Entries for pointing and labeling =
****
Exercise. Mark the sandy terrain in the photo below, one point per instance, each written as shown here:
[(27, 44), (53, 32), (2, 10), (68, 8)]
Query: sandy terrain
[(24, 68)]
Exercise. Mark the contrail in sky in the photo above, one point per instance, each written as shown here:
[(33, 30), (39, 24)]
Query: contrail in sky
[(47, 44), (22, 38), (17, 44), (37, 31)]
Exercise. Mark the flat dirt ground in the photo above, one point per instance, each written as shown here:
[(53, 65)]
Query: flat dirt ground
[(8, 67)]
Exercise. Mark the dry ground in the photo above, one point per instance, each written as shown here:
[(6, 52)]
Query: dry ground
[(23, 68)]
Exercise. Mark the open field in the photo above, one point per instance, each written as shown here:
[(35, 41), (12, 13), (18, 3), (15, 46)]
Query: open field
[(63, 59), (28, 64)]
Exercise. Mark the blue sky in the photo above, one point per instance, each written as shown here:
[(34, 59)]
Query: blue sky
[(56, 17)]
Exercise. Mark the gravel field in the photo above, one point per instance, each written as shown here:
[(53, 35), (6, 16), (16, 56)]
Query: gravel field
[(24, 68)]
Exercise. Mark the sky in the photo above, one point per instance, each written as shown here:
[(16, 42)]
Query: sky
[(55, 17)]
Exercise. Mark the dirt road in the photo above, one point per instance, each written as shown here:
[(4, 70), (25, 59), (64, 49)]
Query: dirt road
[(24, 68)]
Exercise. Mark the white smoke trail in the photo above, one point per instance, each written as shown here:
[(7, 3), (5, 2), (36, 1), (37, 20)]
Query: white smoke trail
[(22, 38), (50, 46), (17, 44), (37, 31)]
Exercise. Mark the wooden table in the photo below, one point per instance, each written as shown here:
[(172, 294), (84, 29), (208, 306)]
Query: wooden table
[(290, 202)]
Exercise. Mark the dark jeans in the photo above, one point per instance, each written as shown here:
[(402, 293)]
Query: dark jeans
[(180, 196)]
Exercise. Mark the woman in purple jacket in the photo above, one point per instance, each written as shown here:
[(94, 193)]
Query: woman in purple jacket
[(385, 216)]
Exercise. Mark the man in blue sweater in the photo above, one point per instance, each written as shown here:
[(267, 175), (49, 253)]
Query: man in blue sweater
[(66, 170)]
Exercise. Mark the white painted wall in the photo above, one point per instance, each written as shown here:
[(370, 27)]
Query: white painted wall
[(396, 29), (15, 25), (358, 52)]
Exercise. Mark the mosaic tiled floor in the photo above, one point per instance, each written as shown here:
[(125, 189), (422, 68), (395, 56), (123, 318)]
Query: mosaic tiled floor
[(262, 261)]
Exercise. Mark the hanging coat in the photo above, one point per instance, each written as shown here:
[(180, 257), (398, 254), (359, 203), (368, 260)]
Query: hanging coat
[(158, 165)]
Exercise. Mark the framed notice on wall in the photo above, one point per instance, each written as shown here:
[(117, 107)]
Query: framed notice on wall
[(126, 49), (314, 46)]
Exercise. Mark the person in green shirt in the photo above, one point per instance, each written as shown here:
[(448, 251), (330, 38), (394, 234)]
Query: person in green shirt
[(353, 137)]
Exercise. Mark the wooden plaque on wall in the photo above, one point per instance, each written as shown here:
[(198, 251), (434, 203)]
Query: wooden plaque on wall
****
Task objective = Arrange every line of the material above as a numbered list, leaving out any blank lines.

Written response =
1. Exercise. Mark the sandy terrain in the photo below, one point per instance, each written as shown here:
2. [(27, 44), (53, 32), (2, 10), (68, 8)]
3. Query: sandy terrain
4. [(24, 68)]
5. Exercise. Mark the contrail in sky in the photo above, one point per instance, each written as shown here:
6. [(33, 30), (39, 24)]
7. Query: contrail in sky
8. [(47, 44), (22, 38), (17, 44), (37, 31)]
9. Exercise. Mark the flat dirt ground in the photo above, one point per instance, each written as shown here:
10. [(53, 65)]
11. Query: flat dirt ground
12. [(8, 67)]
13. Exercise. Mark the dry ground in the photo above, one point per instance, each written as shown here:
14. [(6, 52)]
15. Query: dry ground
16. [(23, 68)]
17. Exercise. Mark the open field in the photo above, one point per instance, each written as shown here:
18. [(35, 41), (12, 13), (18, 3), (15, 46)]
19. Query: open field
20. [(63, 59), (28, 64)]
21. Exercise. Mark the blue sky in the photo above, one point per instance, each written as shown here:
22. [(34, 59)]
23. Query: blue sky
24. [(56, 17)]
25. Exercise. Mark the gravel field in the photo above, one point per instance, each written as shown here:
26. [(53, 35), (6, 16), (16, 56)]
27. Query: gravel field
28. [(24, 68)]
29. Exercise. Mark the sky in the photo above, one point per instance, each written as shown here:
30. [(16, 42)]
31. Query: sky
32. [(55, 17)]
33. Exercise. Mark the dirt road in the photo above, one point per instance, each written as shown here:
34. [(4, 70), (25, 59), (64, 49)]
35. Query: dirt road
36. [(24, 68)]
37. Exercise. Mark the white smoke trail in the photo above, one point per instance, each written as shown here:
38. [(7, 3), (5, 2), (36, 1), (37, 20)]
39. Query: white smoke trail
40. [(22, 38), (50, 46), (17, 44), (37, 31)]
41. Exercise. Mark the wooden table in the photo below, one point per instance, each written as shown here:
42. [(172, 294), (84, 29), (208, 306)]
43. Query: wooden table
44. [(290, 202)]
45. Exercise. Mark the dark jeans in the photo above, one point per instance, each written as shown here:
46. [(402, 293)]
47. Query: dark jeans
48. [(180, 196)]
49. Exercise. Mark the woman in purple jacket in the photo above, one point per instance, each written as shown here:
50. [(94, 193)]
51. Query: woman in purple jacket
52. [(385, 216)]
53. Exercise. Mark the man in blue sweater in the photo above, one point per instance, each written as shown here:
54. [(267, 175), (49, 253)]
55. Query: man in blue sweater
56. [(66, 170)]
57. Exercise. Mark the white painted wall in the photo above, one point per instance, each written as shown here:
58. [(370, 27)]
59. Query: white painted wall
60. [(396, 29), (15, 25), (358, 52)]
61. Exercise. Mark the mosaic tiled floor in the photo above, one point per instance, each written as shown here:
62. [(125, 189), (422, 68), (395, 56), (123, 318)]
63. Query: mosaic tiled floor
64. [(262, 261)]
65. Exercise. Mark the hanging coat in the photo above, one point per instance, each written as shown here:
66. [(180, 257), (398, 254), (359, 203), (368, 260)]
67. Query: hanging coat
68. [(158, 165)]
69. Exercise. Mark the framed notice on wall in the photo above, one point per instance, each written as shown here:
70. [(117, 107)]
71. Query: framed notice on wall
72. [(126, 49), (314, 46)]
73. Exercise. Mark the person in green shirt in the photo above, one point per instance, each written as shown here:
74. [(448, 251), (330, 38), (394, 234)]
75. Query: person in green shirt
76. [(353, 137)]
77. Exercise. Mark the wooden plaque on wall in the photo above, one point per instance, each written as shown here:
78. [(198, 251), (434, 203)]
79. Query: wooden plaque on wall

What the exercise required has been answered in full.